- **WORK TO DO**:
Copy every entry exactly.

- **RECORD SET**:

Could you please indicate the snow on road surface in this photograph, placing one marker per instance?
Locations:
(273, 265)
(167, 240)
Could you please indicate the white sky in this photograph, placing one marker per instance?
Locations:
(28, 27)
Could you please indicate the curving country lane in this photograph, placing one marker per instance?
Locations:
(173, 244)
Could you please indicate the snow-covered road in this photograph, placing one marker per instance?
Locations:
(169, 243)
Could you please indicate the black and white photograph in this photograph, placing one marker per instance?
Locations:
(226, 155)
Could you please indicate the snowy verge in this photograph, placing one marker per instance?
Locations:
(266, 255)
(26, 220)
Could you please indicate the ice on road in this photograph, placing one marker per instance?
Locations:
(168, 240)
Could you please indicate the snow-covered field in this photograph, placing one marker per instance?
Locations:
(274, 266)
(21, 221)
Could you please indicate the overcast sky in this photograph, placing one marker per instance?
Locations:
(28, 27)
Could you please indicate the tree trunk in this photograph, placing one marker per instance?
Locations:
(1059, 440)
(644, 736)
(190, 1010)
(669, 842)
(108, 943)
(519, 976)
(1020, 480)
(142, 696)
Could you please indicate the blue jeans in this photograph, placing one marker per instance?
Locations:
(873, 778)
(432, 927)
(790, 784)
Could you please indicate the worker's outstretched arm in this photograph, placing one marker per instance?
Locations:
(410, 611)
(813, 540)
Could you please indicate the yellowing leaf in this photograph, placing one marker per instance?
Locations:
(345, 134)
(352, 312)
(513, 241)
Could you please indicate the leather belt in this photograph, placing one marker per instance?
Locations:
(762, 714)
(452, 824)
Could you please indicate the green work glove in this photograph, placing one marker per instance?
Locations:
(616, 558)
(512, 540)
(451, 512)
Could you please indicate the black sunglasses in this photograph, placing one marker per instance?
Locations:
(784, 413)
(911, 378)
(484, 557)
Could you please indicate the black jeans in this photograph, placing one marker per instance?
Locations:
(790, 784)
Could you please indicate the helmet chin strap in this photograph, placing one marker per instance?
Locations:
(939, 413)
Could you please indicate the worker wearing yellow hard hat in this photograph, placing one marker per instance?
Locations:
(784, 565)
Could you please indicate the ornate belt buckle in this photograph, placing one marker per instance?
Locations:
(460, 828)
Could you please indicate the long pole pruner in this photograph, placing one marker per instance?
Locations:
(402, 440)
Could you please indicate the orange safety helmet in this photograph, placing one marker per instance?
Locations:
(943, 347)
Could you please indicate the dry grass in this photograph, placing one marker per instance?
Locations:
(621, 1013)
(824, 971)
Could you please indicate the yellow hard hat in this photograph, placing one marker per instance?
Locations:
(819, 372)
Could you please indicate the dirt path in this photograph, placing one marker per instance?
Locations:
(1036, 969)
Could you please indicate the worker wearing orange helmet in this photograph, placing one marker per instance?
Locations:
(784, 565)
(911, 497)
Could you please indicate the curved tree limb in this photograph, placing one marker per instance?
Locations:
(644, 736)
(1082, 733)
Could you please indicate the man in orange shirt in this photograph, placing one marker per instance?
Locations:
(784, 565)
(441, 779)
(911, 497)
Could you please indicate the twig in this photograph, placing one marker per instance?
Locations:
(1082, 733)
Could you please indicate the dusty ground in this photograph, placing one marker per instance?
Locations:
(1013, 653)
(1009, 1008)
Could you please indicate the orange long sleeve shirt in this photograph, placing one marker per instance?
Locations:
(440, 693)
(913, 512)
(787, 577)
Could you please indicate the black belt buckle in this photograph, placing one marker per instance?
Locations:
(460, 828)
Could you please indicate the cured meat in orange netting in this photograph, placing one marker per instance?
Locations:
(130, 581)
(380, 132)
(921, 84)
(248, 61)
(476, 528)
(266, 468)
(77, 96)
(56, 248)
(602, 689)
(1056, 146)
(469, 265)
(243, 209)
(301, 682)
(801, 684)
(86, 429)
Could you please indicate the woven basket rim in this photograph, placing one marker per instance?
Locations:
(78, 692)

- **ANSWER**:
Could you please indicate the snow on road surface in this photograph, placing one marker per instance?
Locations:
(273, 265)
(167, 240)
Could you please indicate the white sky in this photograph, placing one marker per instance?
Locations:
(28, 27)
Could you please indicate the curving country lane in this photograph, placing one marker per instance?
Locations:
(173, 244)
Could you please indicate the snow-covered road in this photograph, placing one marker per instance?
Locations:
(169, 243)
Could you please indicate the black and white photograph in this photograph, placing one marker per instance?
Locations:
(226, 155)
Could you please indicate the snowy verge in this photograph, placing one marker per instance?
Locations:
(266, 255)
(26, 220)
Could you please indicate the ice on road in this photograph, placing one marker per instance?
Locations:
(168, 240)
Could you please indicate the snow-covered field in this photograph, placing one marker per instance?
Locations:
(274, 266)
(21, 221)
Could you please indicate the overcast sky in this photograph, placing one marker per instance?
Locations:
(28, 27)
Could you please indicate the tree trunk in this photograph, placing one marker per instance?
Locations:
(1059, 440)
(644, 736)
(190, 1010)
(669, 842)
(108, 943)
(519, 976)
(1020, 480)
(142, 696)
Could you please indicate the blue jeans in this photograph, placing one marker per instance?
Locations:
(873, 778)
(432, 927)
(790, 784)
Could you please indicate the worker's outstretched arm in this photograph, placing one marker per instance?
Locations:
(410, 611)
(813, 540)
Could you please indicate the yellowing leaf in this photograph, placing one marker per instance?
Locations:
(345, 134)
(352, 312)
(513, 241)
Could you please indicate the leather belt in this photograph, placing one marker per instance?
Locations:
(762, 714)
(452, 824)
Could you please indicate the green work glove in this photograph, placing one marker per instance?
Locations:
(616, 558)
(512, 540)
(451, 512)
Could you please indicate the black sunglasses in this photograph, placing one marker per instance?
Locations:
(784, 413)
(911, 378)
(484, 557)
Could you please indicate the black jeans in this photograph, placing one marker per instance?
Locations:
(790, 784)
Could you please indicate the helmet chin strap in this photograph, placing one marker per instance?
Locations:
(939, 413)
Could you please indicate the worker wearing yellow hard hat in this photograph, placing one marker per instance?
Locations:
(784, 565)
Could you please indicate the ornate belt buckle in this photograph, placing one marker per instance?
Locations:
(460, 828)
Could you please indicate the long pole pruner in this photograph, placing one marker per instance?
Locations:
(402, 440)
Could you please indicate the orange safety helmet in this photograph, placing one marker per instance?
Locations:
(943, 347)
Could you please indicate the dry grass in this photograph, placing one marker per instance?
Locations:
(621, 1013)
(824, 971)
Could you please indicate the yellow hard hat in this photograph, placing one marker per instance?
Locations:
(819, 372)
Could you please indicate the dirt path in this photograph, placing one marker per instance?
Locations:
(1036, 969)
Could you please indicate the worker wearing orange helmet in this photograph, placing one marker per instance?
Locations:
(784, 565)
(911, 497)
Could you please indicate the curved tree limb in this photograph, placing one marker per instance?
Locations:
(644, 736)
(1082, 733)
Could you please indicate the man in orange shirt in this photograph, placing one marker per instance?
Locations:
(784, 565)
(441, 779)
(911, 497)
Could you please indicate the twig in this photograph, placing one marker per instance?
Locations:
(1082, 733)
Could you please indicate the dusty ground in this photograph, placing one marker per instance?
Locations:
(1013, 653)
(1009, 1008)
Could you please indicate the orange long sleeve shirt in this photograph, placing one marker per instance?
Locations:
(440, 693)
(913, 512)
(787, 577)
Could you please indicate the black belt buckle in this photograph, placing one marker per instance?
Locations:
(460, 828)
Could you please indicate the cured meat in orange netting in this photograph, placing one marker per instance?
Locations:
(130, 581)
(380, 132)
(921, 84)
(248, 61)
(476, 528)
(266, 468)
(77, 96)
(56, 248)
(602, 689)
(1056, 146)
(469, 265)
(243, 209)
(301, 682)
(801, 684)
(86, 429)
Could you please indicate the woven basket rim in this photograph, placing one marker per instance?
Locations:
(78, 692)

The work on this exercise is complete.